> **DESCRIPTION OF THE TASK**: Reformat all of the lines below as a numbered list, omitting any blank lines.

> **EXERCISE INPUT**:

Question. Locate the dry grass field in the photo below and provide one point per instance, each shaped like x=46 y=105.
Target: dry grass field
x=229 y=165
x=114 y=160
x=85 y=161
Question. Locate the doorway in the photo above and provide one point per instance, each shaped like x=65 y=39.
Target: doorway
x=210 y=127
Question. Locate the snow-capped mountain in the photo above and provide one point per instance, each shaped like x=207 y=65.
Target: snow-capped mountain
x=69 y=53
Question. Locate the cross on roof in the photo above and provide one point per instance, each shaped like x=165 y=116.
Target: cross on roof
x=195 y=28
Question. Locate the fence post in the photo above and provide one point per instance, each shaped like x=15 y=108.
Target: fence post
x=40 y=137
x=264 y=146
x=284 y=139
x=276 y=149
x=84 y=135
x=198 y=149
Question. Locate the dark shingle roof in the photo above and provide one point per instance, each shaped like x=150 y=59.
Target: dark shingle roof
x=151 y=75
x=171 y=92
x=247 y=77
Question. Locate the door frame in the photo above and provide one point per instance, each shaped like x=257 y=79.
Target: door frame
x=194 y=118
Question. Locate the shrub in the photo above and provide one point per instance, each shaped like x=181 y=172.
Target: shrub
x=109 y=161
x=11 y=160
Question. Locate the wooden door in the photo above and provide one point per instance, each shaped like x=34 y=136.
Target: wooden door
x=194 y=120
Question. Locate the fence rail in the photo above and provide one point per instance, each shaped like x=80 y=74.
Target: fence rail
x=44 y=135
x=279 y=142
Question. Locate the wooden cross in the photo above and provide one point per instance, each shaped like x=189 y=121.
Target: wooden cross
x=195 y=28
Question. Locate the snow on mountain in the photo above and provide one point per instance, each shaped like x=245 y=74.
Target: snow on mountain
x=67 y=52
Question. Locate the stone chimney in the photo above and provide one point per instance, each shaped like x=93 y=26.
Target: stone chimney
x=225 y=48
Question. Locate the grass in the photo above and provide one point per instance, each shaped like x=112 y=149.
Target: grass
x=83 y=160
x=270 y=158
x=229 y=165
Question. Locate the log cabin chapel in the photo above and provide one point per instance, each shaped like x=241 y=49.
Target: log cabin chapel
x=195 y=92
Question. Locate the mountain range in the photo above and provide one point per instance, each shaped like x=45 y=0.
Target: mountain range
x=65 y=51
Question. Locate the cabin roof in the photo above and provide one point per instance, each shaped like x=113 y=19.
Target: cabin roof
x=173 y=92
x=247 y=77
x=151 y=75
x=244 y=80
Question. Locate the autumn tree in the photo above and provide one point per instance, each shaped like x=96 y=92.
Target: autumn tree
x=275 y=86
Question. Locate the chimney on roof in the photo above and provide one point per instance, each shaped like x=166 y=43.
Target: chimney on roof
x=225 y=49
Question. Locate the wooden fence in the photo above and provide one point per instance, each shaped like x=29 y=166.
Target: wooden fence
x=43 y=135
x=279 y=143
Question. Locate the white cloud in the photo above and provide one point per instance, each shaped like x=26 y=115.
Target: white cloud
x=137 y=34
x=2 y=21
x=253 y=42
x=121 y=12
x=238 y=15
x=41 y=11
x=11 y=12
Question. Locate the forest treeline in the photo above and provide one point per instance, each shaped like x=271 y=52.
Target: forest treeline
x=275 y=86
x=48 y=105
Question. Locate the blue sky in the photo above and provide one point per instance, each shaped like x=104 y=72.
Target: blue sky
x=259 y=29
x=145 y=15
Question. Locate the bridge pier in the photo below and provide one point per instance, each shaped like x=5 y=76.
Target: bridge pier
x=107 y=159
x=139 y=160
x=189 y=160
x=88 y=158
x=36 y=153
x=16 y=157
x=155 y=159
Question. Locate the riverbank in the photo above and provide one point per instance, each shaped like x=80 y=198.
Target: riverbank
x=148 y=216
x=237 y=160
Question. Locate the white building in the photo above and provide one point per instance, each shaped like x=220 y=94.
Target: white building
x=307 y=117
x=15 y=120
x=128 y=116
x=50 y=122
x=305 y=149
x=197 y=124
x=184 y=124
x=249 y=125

> **COMPLETED TASK**:
1. Question. Locate the dry grass field in the photo below and provide one point per instance, each shaped like x=46 y=105.
2. Target: dry grass field
3. x=229 y=165
4. x=114 y=160
5. x=85 y=161
6. Question. Locate the doorway in the photo above and provide one point per instance, each shaped like x=65 y=39.
7. Target: doorway
8. x=210 y=127
9. Question. Locate the snow-capped mountain in the photo above and provide one point per instance, each shaped like x=207 y=65.
10. Target: snow-capped mountain
11. x=69 y=53
12. Question. Locate the cross on roof in the photo above and provide one point per instance, each shaped like x=165 y=116.
13. Target: cross on roof
14. x=195 y=28
15. Question. Locate the fence post in the photo above and provide one point per instance, each shaped like x=15 y=108.
16. Target: fence post
17. x=40 y=137
18. x=264 y=146
19. x=284 y=139
20. x=276 y=149
21. x=84 y=135
22. x=198 y=149
23. Question. Locate the dark shingle roof in the photo above and provide one point per instance, each shaped like x=150 y=59.
24. Target: dark shingle roof
25. x=151 y=75
26. x=171 y=92
27. x=247 y=77
28. Question. Locate the door frame in the photo above and provide one point per instance, each shaped like x=257 y=79.
29. Target: door frame
30. x=194 y=118
31. Question. Locate the shrub in the photo above and provide one point per instance, each shaped like x=181 y=172.
32. Target: shrub
33. x=109 y=161
34. x=11 y=160
35. Question. Locate the wooden door in the photo above and provide one point per instance, each shaped like x=34 y=136.
36. Target: wooden door
37. x=194 y=120
38. Question. Locate the fence rail in the photo above and provide one point per instance, each shaped like x=80 y=74.
39. Target: fence rail
40. x=44 y=135
41. x=279 y=142
42. Question. Locate the wooden cross in the photo above and provide one point per instance, each shaped like x=189 y=121.
43. Target: wooden cross
44. x=195 y=28
45. Question. Locate the snow on mountain in the photo above and provide one point per instance, each shaped like x=245 y=74.
46. Target: snow on mountain
47. x=67 y=52
48. Question. Locate the stone chimney in the photo above and provide one point per instance, each shaped like x=93 y=26.
49. Target: stone chimney
50. x=225 y=48
51. Question. Locate the grass in the photo above and provide one point per instance, each shaped like x=112 y=149.
52. Target: grass
53. x=83 y=160
54. x=270 y=158
55. x=229 y=165
56. Question. Locate the log cabin chapel in the photo above and provide one point per instance, each shaped like x=241 y=49.
57. Target: log cabin chapel
58. x=195 y=92
59. Question. Locate the mountain range in the photo above and provide one point per instance, each shaped like x=45 y=0.
60. Target: mountain range
61. x=65 y=51
62. Question. Locate the cabin roof in the photo above and provide one point per instance, each shaped like x=113 y=19.
63. Target: cabin roof
64. x=173 y=92
65. x=247 y=77
66. x=151 y=75
67. x=244 y=80
68. Question. Locate the autumn tree in the photo above and provide one point per instance, each shaped like x=96 y=92.
69. Target: autumn tree
70. x=275 y=86
71. Question. Locate the chimney on roof in the photo above and provide one point per instance, each shaped like x=166 y=43.
72. Target: chimney on roof
73. x=225 y=49
74. Question. Locate the wooden fence in the photo above and provide one point per instance, each shaped like x=29 y=166.
75. Target: wooden fence
76. x=43 y=135
77. x=279 y=143
78. Question. Locate the white cloud in the photo above and provide one point per instance, each shaped like x=26 y=115.
79. Target: white cloud
80. x=137 y=34
81. x=2 y=21
82. x=253 y=42
83. x=121 y=12
84. x=238 y=15
85. x=41 y=11
86. x=11 y=12
87. Question. Locate the forest treeline in the photo above and provide one point per instance, each shaped like x=271 y=52.
88. Target: forest treeline
89. x=275 y=86
90. x=48 y=105
91. Question. Locate the blue sky in the photo above and provide one point per instance, each shaped like x=104 y=72.
92. Target: blue sky
93. x=259 y=29
94. x=145 y=15
95. Question. Locate the bridge pier in the photo below and provide one point per instance, each shaped like x=5 y=76.
96. Target: bridge pier
97. x=107 y=159
98. x=139 y=160
99. x=189 y=160
100. x=88 y=158
101. x=36 y=153
102. x=16 y=157
103. x=155 y=159
104. Question. Locate the riverbank in the photo above and provide one point per instance, each shaped like x=80 y=198.
105. Target: riverbank
106. x=148 y=216
107. x=237 y=160
108. Question. Locate the white building in the photo above and provide one point per instance, each shaped like x=220 y=94.
109. Target: white building
110. x=307 y=117
111. x=15 y=120
112. x=128 y=116
113. x=50 y=122
114. x=305 y=149
115. x=197 y=124
116. x=184 y=124
117. x=249 y=125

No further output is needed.